┌─ RECORD EXTRACTS

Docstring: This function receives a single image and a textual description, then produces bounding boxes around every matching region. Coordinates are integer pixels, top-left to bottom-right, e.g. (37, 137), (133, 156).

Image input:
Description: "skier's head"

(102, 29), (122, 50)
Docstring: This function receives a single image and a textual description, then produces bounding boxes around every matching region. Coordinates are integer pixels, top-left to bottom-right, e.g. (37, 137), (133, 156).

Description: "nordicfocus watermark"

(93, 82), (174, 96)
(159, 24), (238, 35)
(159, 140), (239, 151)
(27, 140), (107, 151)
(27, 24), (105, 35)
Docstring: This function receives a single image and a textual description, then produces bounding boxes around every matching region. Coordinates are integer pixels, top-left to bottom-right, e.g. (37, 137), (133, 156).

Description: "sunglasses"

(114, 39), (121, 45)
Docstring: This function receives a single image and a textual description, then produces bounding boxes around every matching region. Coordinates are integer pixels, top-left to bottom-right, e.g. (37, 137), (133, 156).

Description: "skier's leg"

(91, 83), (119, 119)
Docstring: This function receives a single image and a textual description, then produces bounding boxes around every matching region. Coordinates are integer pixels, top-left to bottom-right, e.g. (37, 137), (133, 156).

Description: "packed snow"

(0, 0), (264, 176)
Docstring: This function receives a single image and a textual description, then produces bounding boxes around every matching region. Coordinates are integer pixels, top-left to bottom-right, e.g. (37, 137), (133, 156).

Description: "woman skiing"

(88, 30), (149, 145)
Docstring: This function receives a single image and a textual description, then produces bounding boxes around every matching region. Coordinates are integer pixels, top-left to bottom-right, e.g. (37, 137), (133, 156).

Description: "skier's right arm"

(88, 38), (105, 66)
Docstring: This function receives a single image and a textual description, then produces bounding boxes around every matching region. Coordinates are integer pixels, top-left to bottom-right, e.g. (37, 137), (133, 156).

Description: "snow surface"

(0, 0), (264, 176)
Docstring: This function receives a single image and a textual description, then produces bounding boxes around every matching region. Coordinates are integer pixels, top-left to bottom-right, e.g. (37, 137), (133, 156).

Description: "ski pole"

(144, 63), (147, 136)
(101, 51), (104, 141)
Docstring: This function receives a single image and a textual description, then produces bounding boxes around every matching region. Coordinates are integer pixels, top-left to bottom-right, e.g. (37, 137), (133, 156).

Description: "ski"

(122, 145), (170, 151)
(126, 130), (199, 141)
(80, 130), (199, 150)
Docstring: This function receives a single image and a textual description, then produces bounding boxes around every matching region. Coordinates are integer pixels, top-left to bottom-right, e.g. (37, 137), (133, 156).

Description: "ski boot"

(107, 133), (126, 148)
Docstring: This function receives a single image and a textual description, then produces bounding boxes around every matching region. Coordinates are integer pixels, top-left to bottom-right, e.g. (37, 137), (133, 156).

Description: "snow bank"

└─

Copy each line of the listing above that contains the string "skier". Treat uppercase and lowercase letters as distinct when matching.

Description: "skier's head"
Description: "skier's leg"
Description: "skier's right arm"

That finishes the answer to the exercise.